**WORK TO BE COMPLETED**
Return the part of the text on Philippine volcanoes starting with "The Philippines sits" and going on through "records of eruption.", copied word for word.

**PROVIDED TEXT**
____________
PHIVOLCS Volcano Monitoring PDF Print
Friday, 09 May 2008 20:00


Why does the Philippines have many volcanoes?

The Philippines sits on a unique tectonic setting ideal to volcano formation. The archipelago is surrounded by subducting plates as manifested by the trenches that are related to volcano formation.


Classification of Volcanoes


1) Active volcanoes: erupted within historical times (within the last 600 years), accounts of these eruptions were documented by man; erupted within the last 10,000 years based on analyses of datable materials.


2) Potentially active volcanoes: morphologically young-looking but with no historical records of eruption.

  • List of Potentially Active volcaoes


3) Inactive volcanoes: no record of eruptions; physical form is being changed by agents of weathering and erosion via formation of deep and long gullies.

  • List of Inactive Actives volcanoes


Volcanic phenomena directly associated with eruption

Lava flow, dome growth

Pyroclastic flow, pyroclastic surge, lateral blast

Tephra fall - ash fall, volcanic bomb

Volcanic gas


Volcanic phenomena indirectly associated with eruption

• Lahar, flooding
• Debris avalanche, landslide
• Tsunami, seiche
• Subsidence, fissuring
• Secondary/hydrothermal explosion
• Secondary pyroclastic flow.

Types of hazards posed by an active volcano


Lava flow is a higly elongated mass of molten rock materials cascading downslope from an erupting vent. The lava flow being extruded has low silica and low water contents.

Rate of flow: 3 km/day (slightly high viscosity) or 45 km/hour (low viscosity). Speed and geometry of lava flows depend on local topography. Steep slopes encourage faster and longer flows than gentle slopes or terrain


Lava dome is a pile or mound of lava that grew on the floor of an active crater, on the side slopes via a feeder vent that breached through the surface of the edifice, or inside the volcanic edifice.

Types: Exodomes - lava domes that were formed on the surface of the volcanic edifice)

Cryptodomes - lava domes that grew anywhere inside the edifice


Pyriclastic flow refers to hot dry masses of fragmented volcanic materials that move along the slope and in contact with ground surface. This includes: pumice flow, ash flow, block-and-ash flow, nuee ardente and glowing avalanche.


Pyroclastic flow mechanism:

Nuee ardente is a glowing eruption cloud characterized by: extreme heat (about 500 °C or higher)

1. high gas contentrapid flow down the slope of an erupting volcano enormous amounts of ash and other fragmental volcanic materials

A nuee ardente may originate directly from an active crater or from a collapse of a growing lava dome.


Pyroclastic surges are turbulent low-concentration density currents of gases, rock debris and in some cases, water, that move above the ground surface at high velocities.
____________
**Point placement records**
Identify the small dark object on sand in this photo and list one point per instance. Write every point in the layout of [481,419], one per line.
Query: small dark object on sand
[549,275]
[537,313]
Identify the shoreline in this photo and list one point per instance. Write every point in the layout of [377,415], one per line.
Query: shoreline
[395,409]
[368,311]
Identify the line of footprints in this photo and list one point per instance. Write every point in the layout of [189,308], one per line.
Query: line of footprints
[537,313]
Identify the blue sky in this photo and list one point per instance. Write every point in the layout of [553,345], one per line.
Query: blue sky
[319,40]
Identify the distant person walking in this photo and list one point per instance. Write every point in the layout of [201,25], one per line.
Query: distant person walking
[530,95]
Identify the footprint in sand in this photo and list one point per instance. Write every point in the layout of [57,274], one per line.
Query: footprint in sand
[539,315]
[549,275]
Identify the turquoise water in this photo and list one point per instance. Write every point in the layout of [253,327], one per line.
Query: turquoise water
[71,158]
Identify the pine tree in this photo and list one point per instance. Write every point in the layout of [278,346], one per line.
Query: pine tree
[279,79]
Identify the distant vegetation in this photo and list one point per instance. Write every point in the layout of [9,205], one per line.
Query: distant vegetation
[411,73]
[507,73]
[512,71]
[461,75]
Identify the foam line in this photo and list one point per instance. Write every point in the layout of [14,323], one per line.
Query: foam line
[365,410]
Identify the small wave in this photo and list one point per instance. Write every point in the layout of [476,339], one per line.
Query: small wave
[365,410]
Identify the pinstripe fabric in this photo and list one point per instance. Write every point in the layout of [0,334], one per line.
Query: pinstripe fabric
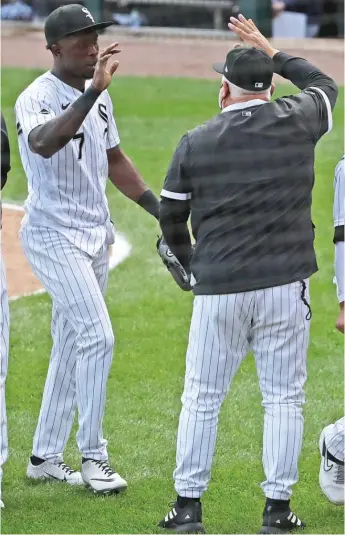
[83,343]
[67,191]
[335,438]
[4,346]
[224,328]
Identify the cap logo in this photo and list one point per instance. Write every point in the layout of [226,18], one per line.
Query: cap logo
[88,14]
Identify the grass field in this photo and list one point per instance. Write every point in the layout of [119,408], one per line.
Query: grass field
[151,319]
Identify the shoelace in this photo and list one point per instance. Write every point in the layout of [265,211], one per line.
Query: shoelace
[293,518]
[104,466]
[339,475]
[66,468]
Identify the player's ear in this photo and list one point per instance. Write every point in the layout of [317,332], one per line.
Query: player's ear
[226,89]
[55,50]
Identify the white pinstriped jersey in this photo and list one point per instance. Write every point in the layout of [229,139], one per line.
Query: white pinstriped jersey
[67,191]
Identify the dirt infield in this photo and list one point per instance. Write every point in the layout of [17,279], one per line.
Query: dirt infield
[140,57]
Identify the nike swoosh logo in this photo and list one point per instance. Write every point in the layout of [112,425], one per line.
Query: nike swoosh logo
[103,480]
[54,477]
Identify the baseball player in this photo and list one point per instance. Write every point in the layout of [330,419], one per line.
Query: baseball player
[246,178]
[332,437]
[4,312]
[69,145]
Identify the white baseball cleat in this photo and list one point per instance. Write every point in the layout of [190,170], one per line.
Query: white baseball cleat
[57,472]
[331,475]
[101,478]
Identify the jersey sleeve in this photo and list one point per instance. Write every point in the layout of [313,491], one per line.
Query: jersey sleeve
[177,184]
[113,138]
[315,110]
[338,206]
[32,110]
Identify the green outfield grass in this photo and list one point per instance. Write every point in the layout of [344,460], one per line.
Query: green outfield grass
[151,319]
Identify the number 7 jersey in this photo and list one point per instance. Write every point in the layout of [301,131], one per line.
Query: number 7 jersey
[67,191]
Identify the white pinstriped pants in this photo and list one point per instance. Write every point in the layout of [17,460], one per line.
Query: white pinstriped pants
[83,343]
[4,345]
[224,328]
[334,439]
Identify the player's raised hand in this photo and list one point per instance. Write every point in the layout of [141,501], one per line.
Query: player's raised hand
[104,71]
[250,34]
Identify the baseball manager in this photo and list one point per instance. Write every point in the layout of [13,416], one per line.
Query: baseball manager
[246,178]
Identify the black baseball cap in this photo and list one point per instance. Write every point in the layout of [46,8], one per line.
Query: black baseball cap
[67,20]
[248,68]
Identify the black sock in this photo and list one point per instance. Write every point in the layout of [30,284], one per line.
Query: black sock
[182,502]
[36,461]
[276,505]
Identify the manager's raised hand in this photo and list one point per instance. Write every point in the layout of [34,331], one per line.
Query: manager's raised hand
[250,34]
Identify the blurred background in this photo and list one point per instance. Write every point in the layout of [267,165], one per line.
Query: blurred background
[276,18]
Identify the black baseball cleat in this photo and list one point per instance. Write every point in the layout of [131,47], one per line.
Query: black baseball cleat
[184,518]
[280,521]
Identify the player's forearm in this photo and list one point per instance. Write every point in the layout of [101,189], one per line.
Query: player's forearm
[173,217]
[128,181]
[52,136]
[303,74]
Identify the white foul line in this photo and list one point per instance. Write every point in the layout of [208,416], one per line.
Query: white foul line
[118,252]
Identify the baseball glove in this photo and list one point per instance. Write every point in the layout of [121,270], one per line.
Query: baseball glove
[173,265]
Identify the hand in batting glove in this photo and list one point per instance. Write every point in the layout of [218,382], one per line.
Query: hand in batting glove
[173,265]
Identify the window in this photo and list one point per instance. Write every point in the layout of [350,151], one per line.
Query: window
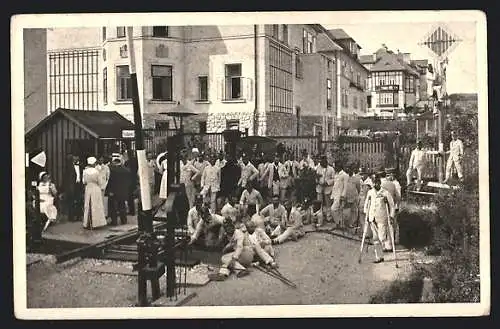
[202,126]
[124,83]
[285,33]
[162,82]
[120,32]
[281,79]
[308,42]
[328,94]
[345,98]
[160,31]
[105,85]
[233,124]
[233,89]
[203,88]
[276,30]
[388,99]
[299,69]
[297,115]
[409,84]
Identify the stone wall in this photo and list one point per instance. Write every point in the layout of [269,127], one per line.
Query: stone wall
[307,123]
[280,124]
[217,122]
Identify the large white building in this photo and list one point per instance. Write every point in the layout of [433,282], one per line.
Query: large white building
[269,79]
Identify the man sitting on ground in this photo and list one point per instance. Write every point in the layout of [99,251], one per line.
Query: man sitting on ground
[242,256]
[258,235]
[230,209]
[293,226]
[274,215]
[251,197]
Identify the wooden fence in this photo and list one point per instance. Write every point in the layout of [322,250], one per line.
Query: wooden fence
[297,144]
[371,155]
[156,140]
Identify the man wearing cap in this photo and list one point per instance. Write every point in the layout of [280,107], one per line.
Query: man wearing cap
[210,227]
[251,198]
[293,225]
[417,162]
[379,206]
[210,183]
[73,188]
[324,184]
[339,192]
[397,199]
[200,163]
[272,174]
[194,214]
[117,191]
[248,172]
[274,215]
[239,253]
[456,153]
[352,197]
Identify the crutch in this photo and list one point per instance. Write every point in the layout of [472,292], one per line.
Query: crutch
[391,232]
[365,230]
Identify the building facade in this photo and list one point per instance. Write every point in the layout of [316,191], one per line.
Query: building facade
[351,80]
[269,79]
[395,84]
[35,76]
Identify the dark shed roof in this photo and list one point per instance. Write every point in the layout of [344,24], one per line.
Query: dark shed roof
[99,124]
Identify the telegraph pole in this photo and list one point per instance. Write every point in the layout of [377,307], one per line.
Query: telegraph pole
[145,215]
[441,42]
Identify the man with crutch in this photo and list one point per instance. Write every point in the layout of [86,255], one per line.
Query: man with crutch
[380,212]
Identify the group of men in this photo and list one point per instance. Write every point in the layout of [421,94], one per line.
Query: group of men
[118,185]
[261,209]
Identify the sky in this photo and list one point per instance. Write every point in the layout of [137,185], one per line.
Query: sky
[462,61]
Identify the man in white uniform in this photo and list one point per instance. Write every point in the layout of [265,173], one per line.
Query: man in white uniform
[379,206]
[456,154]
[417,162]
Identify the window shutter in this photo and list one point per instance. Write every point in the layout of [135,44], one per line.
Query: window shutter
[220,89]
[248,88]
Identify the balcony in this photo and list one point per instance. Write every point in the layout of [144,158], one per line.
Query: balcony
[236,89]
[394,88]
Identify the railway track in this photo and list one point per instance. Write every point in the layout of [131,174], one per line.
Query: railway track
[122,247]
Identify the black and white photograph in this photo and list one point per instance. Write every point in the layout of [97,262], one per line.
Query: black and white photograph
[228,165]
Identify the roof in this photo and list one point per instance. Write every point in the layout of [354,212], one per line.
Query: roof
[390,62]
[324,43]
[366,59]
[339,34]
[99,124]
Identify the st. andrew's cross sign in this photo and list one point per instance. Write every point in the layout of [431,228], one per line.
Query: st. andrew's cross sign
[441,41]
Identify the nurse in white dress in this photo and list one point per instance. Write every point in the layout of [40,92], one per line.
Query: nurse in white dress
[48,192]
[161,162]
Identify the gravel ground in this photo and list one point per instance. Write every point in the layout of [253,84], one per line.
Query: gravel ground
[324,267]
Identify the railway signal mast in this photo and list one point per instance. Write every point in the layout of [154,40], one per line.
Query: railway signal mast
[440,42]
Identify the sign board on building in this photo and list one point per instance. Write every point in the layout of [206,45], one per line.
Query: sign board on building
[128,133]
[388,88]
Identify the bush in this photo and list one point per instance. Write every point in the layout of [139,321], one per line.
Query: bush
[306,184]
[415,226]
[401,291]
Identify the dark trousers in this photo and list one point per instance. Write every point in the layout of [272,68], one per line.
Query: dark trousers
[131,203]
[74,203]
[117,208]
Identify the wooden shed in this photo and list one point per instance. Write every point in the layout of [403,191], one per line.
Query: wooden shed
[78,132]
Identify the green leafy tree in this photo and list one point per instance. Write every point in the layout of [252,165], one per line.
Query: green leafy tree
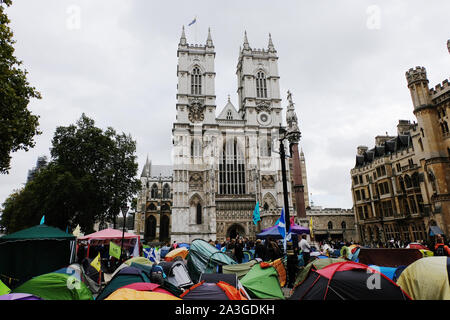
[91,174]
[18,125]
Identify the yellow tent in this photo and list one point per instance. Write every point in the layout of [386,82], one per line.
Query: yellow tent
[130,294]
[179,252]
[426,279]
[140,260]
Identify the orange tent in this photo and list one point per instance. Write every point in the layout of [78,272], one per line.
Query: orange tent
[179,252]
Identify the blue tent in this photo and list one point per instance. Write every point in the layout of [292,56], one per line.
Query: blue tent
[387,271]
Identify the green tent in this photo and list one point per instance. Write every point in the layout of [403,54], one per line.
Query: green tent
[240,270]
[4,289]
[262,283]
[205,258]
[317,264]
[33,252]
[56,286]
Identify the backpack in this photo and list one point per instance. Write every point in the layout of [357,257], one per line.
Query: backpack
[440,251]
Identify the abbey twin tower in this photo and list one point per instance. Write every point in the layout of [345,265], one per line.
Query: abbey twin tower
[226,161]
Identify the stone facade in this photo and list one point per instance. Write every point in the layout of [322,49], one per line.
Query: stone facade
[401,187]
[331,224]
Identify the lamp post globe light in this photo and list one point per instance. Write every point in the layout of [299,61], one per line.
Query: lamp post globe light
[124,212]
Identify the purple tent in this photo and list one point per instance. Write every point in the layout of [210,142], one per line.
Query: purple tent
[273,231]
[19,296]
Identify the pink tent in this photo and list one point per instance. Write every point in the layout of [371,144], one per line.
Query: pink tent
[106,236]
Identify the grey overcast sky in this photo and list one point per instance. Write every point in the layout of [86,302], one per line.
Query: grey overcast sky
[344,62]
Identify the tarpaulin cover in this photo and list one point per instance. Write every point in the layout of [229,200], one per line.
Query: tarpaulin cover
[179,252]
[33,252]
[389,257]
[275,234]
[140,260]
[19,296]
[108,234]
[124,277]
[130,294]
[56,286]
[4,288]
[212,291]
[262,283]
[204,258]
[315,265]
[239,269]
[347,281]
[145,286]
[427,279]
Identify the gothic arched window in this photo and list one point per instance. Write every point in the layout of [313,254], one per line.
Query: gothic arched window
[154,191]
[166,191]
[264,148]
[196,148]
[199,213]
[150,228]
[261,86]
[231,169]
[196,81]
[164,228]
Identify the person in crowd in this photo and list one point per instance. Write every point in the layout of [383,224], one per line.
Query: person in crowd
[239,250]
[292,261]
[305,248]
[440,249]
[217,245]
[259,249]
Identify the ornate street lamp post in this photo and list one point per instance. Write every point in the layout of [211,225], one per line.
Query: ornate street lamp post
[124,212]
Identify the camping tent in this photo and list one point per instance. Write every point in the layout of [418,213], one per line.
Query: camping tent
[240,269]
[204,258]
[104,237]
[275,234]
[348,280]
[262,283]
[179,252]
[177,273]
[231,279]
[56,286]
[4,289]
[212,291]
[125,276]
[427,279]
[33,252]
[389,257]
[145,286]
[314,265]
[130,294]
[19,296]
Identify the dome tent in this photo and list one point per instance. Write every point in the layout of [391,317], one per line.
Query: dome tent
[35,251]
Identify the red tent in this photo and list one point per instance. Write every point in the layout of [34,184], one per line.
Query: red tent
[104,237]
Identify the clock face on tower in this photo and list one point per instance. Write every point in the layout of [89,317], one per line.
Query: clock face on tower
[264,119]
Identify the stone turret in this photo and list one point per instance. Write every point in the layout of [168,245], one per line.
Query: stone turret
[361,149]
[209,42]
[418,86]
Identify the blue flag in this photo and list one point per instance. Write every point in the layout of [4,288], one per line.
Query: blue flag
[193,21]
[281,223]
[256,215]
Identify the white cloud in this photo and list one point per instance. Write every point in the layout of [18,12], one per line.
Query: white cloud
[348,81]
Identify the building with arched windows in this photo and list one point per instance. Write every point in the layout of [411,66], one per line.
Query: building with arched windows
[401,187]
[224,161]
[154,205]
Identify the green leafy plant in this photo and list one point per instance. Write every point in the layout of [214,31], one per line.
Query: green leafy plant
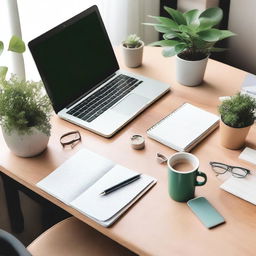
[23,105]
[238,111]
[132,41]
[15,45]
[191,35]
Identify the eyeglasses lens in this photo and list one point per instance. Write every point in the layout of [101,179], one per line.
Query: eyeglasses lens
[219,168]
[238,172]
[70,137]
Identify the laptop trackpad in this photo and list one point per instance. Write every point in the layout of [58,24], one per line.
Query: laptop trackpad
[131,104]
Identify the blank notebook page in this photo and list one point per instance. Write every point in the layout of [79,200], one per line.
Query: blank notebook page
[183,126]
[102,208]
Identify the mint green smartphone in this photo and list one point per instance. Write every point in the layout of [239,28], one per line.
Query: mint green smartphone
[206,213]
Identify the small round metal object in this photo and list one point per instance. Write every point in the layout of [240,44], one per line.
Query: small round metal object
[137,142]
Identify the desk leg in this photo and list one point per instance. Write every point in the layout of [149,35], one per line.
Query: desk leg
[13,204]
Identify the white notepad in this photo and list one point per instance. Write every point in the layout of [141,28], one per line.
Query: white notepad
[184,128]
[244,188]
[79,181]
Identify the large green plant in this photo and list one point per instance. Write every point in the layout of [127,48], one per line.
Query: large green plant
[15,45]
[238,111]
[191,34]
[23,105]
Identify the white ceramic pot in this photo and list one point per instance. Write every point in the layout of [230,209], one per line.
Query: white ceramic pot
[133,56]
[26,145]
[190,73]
____________
**COMPLETE ANSWER**
The Philippines sits on a unique tectonic setting ideal to volcano formation. The archipelago is surrounded by subducting plates as manifested by the trenches that are related to volcano formation.


Classification of Volcanoes


1) Active volcanoes: erupted within historical times (within the last 600 years), accounts of these eruptions were documented by man; erupted within the last 10,000 years based on analyses of datable materials.


2) Potentially active volcanoes: morphologically young-looking but with no historical records of eruption.